▸ Prompt
Copy out every line of the records below verbatim, keeping their order, spacing, and punctuation unchanged.

▸ Listing
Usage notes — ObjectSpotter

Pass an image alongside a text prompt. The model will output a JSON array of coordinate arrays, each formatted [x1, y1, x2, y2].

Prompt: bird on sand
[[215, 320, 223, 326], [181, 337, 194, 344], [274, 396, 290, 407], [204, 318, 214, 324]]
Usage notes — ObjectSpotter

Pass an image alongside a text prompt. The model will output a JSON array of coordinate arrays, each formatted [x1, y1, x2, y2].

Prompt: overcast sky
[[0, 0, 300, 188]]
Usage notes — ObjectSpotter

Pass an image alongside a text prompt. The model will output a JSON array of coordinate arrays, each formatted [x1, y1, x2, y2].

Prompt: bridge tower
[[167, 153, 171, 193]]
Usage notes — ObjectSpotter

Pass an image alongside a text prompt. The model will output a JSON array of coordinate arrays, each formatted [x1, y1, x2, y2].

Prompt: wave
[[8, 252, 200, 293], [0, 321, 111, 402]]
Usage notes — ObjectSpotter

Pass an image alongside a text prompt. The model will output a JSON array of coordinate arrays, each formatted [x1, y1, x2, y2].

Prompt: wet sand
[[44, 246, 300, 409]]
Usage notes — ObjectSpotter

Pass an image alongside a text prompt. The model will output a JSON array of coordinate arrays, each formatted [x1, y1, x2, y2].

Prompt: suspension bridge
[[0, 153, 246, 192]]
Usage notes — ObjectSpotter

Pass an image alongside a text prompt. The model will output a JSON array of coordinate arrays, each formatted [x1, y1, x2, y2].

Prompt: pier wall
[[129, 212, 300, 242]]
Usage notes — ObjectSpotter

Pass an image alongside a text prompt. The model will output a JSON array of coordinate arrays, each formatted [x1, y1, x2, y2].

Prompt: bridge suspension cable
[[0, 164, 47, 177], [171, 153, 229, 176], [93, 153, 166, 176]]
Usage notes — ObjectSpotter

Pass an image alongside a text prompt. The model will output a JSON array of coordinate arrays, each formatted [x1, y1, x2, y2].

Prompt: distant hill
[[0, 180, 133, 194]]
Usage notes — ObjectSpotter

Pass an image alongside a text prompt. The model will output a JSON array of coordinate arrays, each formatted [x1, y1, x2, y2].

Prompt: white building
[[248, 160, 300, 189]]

▸ Task answer
Usage notes — ObjectSpotter

Pass an image alongside a text prompt. The model will output a JSON array of coordinate arrays, each formatted [x1, y1, x2, y2].

Prompt: bird on sand
[[215, 320, 223, 326], [181, 337, 194, 344], [274, 396, 290, 407], [204, 318, 214, 324]]
Usage notes — ObjectSpotter

Pass an image alongside a text prompt. The model will output a JSON array of coordinate arrays, each formatted [x1, y1, x2, y2].

Prompt: overcast sky
[[0, 0, 300, 188]]
Usage notes — ObjectSpotter

Pass an image alongside a text prompt. The model will output a JSON array of coordinate arrays, each formatted [x1, y1, x2, y2].

Prompt: bridge tower
[[167, 153, 171, 193]]
Usage notes — ObjectSpotter

Pass an image alongside a text prompt. The model will output a JSON array of coordinate arrays, each formatted [x1, y1, x2, y2].

Prompt: wave
[[8, 252, 200, 293], [0, 321, 111, 402]]
Usage notes — ObjectSpotter

Pass an image alongside a text prompt. The model will output a JSON array of coordinate arrays, each formatted [x1, y1, x2, y2].

Prompt: wet sand
[[44, 246, 300, 409]]
Usage notes — ObjectSpotter

Pass an image alongside a text prompt. The model will output a JSON array of coordinate arrays, each formatted [x1, y1, x2, y2].

Prompt: suspension bridge
[[0, 153, 246, 192]]
Usage notes — ObjectSpotter

Pass an image alongside a text prompt. The model will output a JSON array of coordinate arrays, each formatted [x1, y1, x2, y2].

Prompt: pier wall
[[129, 212, 300, 242]]
Usage notes — ObjectSpotter

Pass an image alongside a text prompt. The model will output a JSON array of coordinate arrays, each formatted [x1, y1, x2, y2].

Prompt: bridge suspension cable
[[0, 164, 47, 177], [171, 153, 229, 176], [93, 153, 166, 176]]
Usage notes — ObjectSpotter

Pass an image alongside a text prompt. The model will output a JSON array of coordinate arrays, each formatted [x1, y1, x2, y2].

Prompt: distant hill
[[0, 180, 133, 194]]
Usage notes — ObjectSpotter

Pass an image alongside a text prompt. The model will output a JSON array of coordinate arrays, each formatted [x1, y1, x2, y2].

Prompt: white building
[[248, 160, 300, 189]]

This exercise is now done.